Quoted passage
Table 1. The sociodemographic and baseline characteristics of stroke patients (n = 384) and the controls (n = 120).
This study was performed in accordance with the recommendations of international ethical guidelines for biomedical research involving human subjects, and the ethics committee of the Research Institute of Surgery and Daping Hospital approved this study (No. 2015-12). All participants (or legal guardians) in this study provided written informed consent in accordance with the Declaration of Helsinki and its later amendments. This clinical trial was registered at the Chinese Clinical Trial Registry (www.chictr.org.cn; unique identifier: ChiCTR-RPC-15006770).
Diagnosis and Classification of ALI
According to the Berlin Definition for ALI/ARDS (19), after admission, stroke patients with ALI would quickly present (usually within 72 h) with new or worsening respiratory symptoms (e.g., shortness of breath and dyspnea), an acute onset of hypoxemia (PaO2/FiO2 ≤ 300 mm Hg), and a radiographic examination (representative images, e.g., chest X-ray or CT, are shown in Figure S1 in Supplementary Material) indicating high-density patchy shadows or edema not fully explained by effusion, lobar/lung collapse, or nodules; the respiratory failure symptoms could not be fully explained by cardiac failure, which was excluded by echocardiographic measurements (20, 21). In addition, based on the degree of hypoxemia, the severity of ALI could be classified as mild (200 mm Hg < PaO2/FiO2 ≤ 300 mm Hg), moderate (100 mm Hg < PaO2/FiO2 ≤ 200 mm Hg), or severe (PaO2/FiO2 ≤ 100 mm Hg) (19, 20).
Clinical Management of Patients with Stroke
Treatment protocols were implemented by a single attending neurologist. For patients with AIS, intravenous thrombolysis (IVT) or endovascular treatment (ET) was performed after rigorous assessment, while for patients with ICH or SAH, surgical (decompressive craniectomy) or conservative treatment (e.g., reduction of intracranial pressure via mannitol) was used accordingly. In addition, at the moment the diagnosis of ALI was made, the patients were transferred to the ICU, and treatment was based primarily on ventilation with positive end-expiratory pressure (PEEP), following the ARDSnet protocol (22, 23).
Blood Collection, Processing, and Glutamate Assay
Venous blood samples were collected from the patients at the time of admission (without any treatment and within 6 h from stroke onset) and on the mornings of the third day and seventh day. Blood was obtained from controls during routine physical examination. All samples were anticoagulated with heparin; then, using standard clinical laboratory methods, the samples were evaluated for inflammatory markers, such as IL-6, C-reactive protein, and procalcitonin, and routine markers, including hepatic function markers, such as ALT and AST, and nerve injury markers, such as neuron-specific enolase (NSE) and S-100B. Blood glutamate levels were assayed using high-performance liquid chromatography with spectrofluorometric detection (Beckman Coulter, CA, USA) at a fixed excitation wavelength of 330 nm and a fixed emission wavelength of 450 nm, according to our previously published methodology (24).
Outcome Measurement
Mortality data were collected over a follow-up period of 3 months. The long-term outcomes were evaluated by modified Rankin scale (mRS) at 90 days by phone interview by an experienced neurologist. Favorable outcomes and functional independence were defined as an mRS score of 0–2 (25).

Dataset excerpts
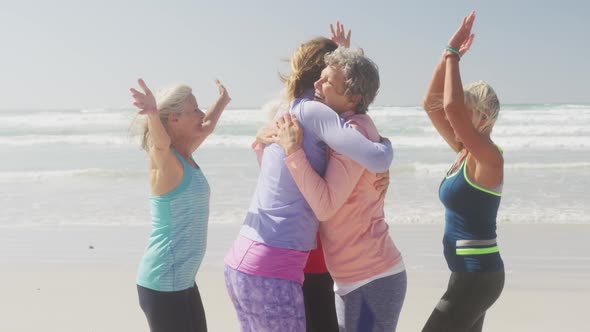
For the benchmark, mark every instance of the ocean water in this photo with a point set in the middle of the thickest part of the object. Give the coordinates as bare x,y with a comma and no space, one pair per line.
83,168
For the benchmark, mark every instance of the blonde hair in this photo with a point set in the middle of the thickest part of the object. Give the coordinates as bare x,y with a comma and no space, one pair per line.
169,100
307,64
483,101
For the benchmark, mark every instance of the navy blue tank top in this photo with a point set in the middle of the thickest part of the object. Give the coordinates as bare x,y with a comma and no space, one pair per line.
470,224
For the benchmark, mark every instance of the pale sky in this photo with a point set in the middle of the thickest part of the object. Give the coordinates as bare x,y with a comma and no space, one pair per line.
86,54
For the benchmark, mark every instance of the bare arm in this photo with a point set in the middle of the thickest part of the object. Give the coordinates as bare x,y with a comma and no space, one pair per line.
433,105
212,115
214,112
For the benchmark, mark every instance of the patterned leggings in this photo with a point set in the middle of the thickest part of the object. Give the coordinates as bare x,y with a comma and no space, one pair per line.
266,304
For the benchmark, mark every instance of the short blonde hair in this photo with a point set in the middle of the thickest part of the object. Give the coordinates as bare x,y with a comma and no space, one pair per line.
361,75
307,64
482,99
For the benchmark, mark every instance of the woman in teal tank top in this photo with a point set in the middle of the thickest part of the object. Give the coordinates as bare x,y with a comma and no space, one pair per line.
174,129
470,192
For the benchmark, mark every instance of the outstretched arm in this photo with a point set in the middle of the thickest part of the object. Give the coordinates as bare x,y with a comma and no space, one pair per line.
214,112
159,151
433,101
476,143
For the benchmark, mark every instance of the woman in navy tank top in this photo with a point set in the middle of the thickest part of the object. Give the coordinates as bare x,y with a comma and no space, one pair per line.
470,192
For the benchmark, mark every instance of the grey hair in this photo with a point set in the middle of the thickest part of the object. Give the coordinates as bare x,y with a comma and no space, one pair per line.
482,99
169,101
361,75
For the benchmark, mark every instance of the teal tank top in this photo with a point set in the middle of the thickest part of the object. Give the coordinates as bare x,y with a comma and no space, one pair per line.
179,233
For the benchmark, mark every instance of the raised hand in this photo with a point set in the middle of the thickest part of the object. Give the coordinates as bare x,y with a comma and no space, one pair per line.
466,45
290,133
267,135
222,92
145,101
463,36
338,35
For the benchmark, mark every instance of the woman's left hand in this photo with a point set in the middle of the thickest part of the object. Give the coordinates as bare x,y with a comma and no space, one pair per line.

Exercises
(a) Answer these questions from the stroke study excerpt, one per line:
(i) Which body approved the study?
(ii) What PaO2/FiO2 range classifies ALI as moderate?
(iii) Which mRS scores defined a favorable outcome?
(b) Please reproduce the stroke study excerpt word for word, everything from "Clinical Management of" down to "protocol (22, 23).".
The listing has no connection to the stroke study excerpt.

Solved tasks
(a)
(i) The ethics committee of the Research Institute of Surgery and Daping Hospital (No. 2015-12).
(ii) 100 mm Hg < PaO2/FiO2 ≤ 200 mm Hg.
(iii) An mRS score of 0–2.

(b)
Clinical Management of Patients with Stroke
Treatment protocols were implemented by a single attending neurologist. For patients with AIS, intravenous thrombolysis (IVT) or endovascular treatment (ET) was performed after rigorous assessment, while for patients with ICH or SAH, surgical (decompressive craniectomy) or conservative treatment (e.g., reduction of intracranial pressure via mannitol) was used accordingly. In addition, at the moment the diagnosis of ALI was made, the patients were transferred to the ICU, and treatment was based primarily on ventilation with positive end-expiratory pressure (PEEP), following the ARDSnet protocol (22, 23).